TAREAS:
1/ Extrae sin cambios del texto sobre el naufragio del Batavia el fragmento que comienza con las palabras que contienen "Leí hace ocho" y termina con "puede venir después.".
2/ Según el texto sobre el naufragio del Batavia, ¿contra qué chocó el barco?

El naufragio por excelencia

 

Enrique Vila-Matas

 

 

 

Simon Leys, autor medio secreto que vive en Australia desde hace cuatro décadas, elabora una crónica intensa y mínima del hundimiento del Batavia en 1629 que revela cómo lo peor puede llegar después de las zozobras, las catástrofes y las crisis. Tras ellas, puede encontrarse al otro lado de la puerta algo aún ligeramente más infame: el tiempo del horror.

 

Leí hace ocho años las escasas noventa páginas de Les naufragés du Batavia, de Simon Leys. Y recuerdo haber pensado, de entrada, que su breve Advertencia preliminar encajaría en la antología más exigente de prólogos mínimos de toda la historia. En cuanto al libro, me admiró por su sobria capacidad de síntesis y por las dosis de sabiduría extraña en cada línea. Releerlo en su reciente traducción al castellano me ha permitido reencontrarme con esta intensa y casi inverosímil (parece más bien un guion de Hollywood, pero lo asombroso es que todo ocurrió verdaderamente) crónica del más famoso naufragio del siglo XVII. Del naufragio y del estado de terror que siguió a éste.

 

El del Batavia me parece el naufragio por excelencia, precisamente porque nos indica que las zozobras, crisis y catástrofes son eso, zozobras, crisis y catástrofes, pero lo peor puede venir después.

 

En estos tiempos en los que con extraña constancia, sin el menor desfallecimiento, las noticias financieras de cada día se muestran ensimismadas en la ya casi complaciente descripción del naufragio general, bueno es recordar que no todo termina en una crisis recurrente y que a veces puede encontrarse al otro lado de la puerta algo aún ligeramente más infame: el tiempo del horror. Ell hundimiento de este barco holandés se produjo en 1629 y fue sin duda el desastre marítimo más sonado hasta el hundimiento del Titanic tres siglos después.

 

El Batavia chocó con un arrecife de los Houtman Abrolhos, a un centenar de kilómetros mar adentro del continente australiano. Los casi trescientos supervivientes del naufragio, refugiados en cuatro islotes, fueron cayendo en los días siguientes bajo la tiranía de uno de ellos, un psicópata llamado Cornelisz, amigo del pintor Torrentius (de quien se conserva sólo un cuadro, una pintura que se encuentra en Ámsterdam y que es de una perfección inquietante).

DATOS PROPORCIONADOS:
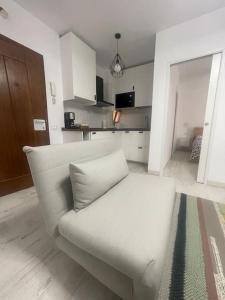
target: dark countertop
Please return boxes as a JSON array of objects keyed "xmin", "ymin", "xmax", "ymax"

SOLUCIONES:
1/
Leí hace ocho años las escasas noventa páginas de Les naufragés du Batavia, de Simon Leys. Y recuerdo haber pensado, de entrada, que su breve Advertencia preliminar encajaría en la antología más exigente de prólogos mínimos de toda la historia. En cuanto al libro, me admiró por su sobria capacidad de síntesis y por las dosis de sabiduría extraña en cada línea. Releerlo en su reciente traducción al castellano me ha permitido reencontrarme con esta intensa y casi inverosímil (parece más bien un guion de Hollywood, pero lo asombroso es que todo ocurrió verdaderamente) crónica del más famoso naufragio del siglo XVII. Del naufragio y del estado de terror que siguió a éste.

 

El del Batavia me parece el naufragio por excelencia, precisamente porque nos indica que las zozobras, crisis y catástrofes son eso, zozobras, crisis y catástrofes, pero lo peor puede venir después.

2/ Contra un arrecife de los Houtman Abrolhos, a un centenar de kilómetros mar adentro del continente australiano.